***** Items *****

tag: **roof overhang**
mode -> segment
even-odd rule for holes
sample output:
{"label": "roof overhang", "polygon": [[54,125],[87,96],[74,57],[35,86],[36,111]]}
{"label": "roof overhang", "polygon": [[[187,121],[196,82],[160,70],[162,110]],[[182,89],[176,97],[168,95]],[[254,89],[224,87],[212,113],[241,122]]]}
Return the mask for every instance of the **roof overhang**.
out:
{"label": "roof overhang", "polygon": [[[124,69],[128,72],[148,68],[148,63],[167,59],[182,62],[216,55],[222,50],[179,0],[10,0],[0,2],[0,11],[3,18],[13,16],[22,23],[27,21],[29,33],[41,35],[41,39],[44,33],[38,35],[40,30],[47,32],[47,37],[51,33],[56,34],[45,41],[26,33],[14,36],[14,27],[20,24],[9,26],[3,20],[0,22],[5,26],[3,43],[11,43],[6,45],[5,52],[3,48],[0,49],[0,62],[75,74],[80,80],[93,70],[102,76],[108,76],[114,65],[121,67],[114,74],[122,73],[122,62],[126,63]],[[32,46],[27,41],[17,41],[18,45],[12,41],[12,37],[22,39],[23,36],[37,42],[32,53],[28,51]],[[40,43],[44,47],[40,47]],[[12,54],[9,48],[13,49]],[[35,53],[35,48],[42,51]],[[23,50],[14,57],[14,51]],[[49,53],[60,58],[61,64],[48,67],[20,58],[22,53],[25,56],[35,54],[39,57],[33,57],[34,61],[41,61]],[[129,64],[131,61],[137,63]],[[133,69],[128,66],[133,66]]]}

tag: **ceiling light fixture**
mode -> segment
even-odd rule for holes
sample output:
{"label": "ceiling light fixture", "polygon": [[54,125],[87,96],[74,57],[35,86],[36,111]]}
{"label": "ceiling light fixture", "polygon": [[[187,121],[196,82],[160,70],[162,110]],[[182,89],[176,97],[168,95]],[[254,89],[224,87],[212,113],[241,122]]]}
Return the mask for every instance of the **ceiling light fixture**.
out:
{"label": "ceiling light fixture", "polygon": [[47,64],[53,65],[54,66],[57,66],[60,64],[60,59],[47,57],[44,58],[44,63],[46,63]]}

*****

> Work required
Give every line of both rows above as a single numbered list, omitting blank lines.

> Result of this task
1. tag: **roof overhang**
2. mode -> segment
3. even-odd rule for holes
4. sample output:
5. {"label": "roof overhang", "polygon": [[54,125],[87,96],[74,57],[35,86],[36,111]]}
6. {"label": "roof overhang", "polygon": [[[187,121],[196,82],[160,70],[162,110]],[[182,89],[176,97],[168,95]],[[254,89],[224,87],[212,113],[241,122]]]}
7. Return the mask for every instance of the **roof overhang**.
8. out:
9. {"label": "roof overhang", "polygon": [[[124,69],[128,72],[148,68],[148,63],[167,59],[182,62],[216,55],[222,50],[179,0],[10,0],[0,2],[0,11],[3,18],[13,16],[22,23],[27,21],[29,33],[41,35],[41,39],[44,33],[38,35],[40,30],[47,32],[47,37],[51,33],[56,34],[45,41],[26,33],[14,36],[14,27],[20,24],[9,26],[3,20],[0,22],[5,26],[3,43],[11,43],[6,45],[5,52],[3,48],[0,49],[0,62],[75,74],[80,80],[93,70],[102,76],[108,76],[114,65],[121,67],[114,74],[122,73],[122,62],[126,63]],[[32,46],[27,41],[17,41],[18,45],[12,41],[12,37],[22,39],[23,36],[37,42],[32,53],[28,51]],[[40,43],[44,47],[40,47]],[[12,54],[9,48],[13,49]],[[35,53],[35,48],[42,51]],[[23,50],[14,57],[14,51]],[[49,53],[60,58],[61,64],[48,67],[20,58],[22,53],[25,56],[35,54],[39,57],[33,57],[34,61],[41,61]],[[129,64],[131,61],[137,63]],[[133,69],[128,66],[133,66]]]}
10. tag: **ceiling light fixture**
11. mode -> segment
12. even-odd rule for holes
13. sample output:
14. {"label": "ceiling light fixture", "polygon": [[54,125],[87,96],[74,57],[35,86],[36,111]]}
15. {"label": "ceiling light fixture", "polygon": [[[187,121],[196,82],[160,70],[162,110]],[[182,89],[176,97],[168,95]],[[254,89],[224,87],[212,113],[241,122]]]}
16. Return the mask for every instance of the **ceiling light fixture**.
17. out:
18. {"label": "ceiling light fixture", "polygon": [[47,64],[53,65],[54,66],[57,66],[60,64],[60,59],[47,57],[44,58],[44,63],[46,63]]}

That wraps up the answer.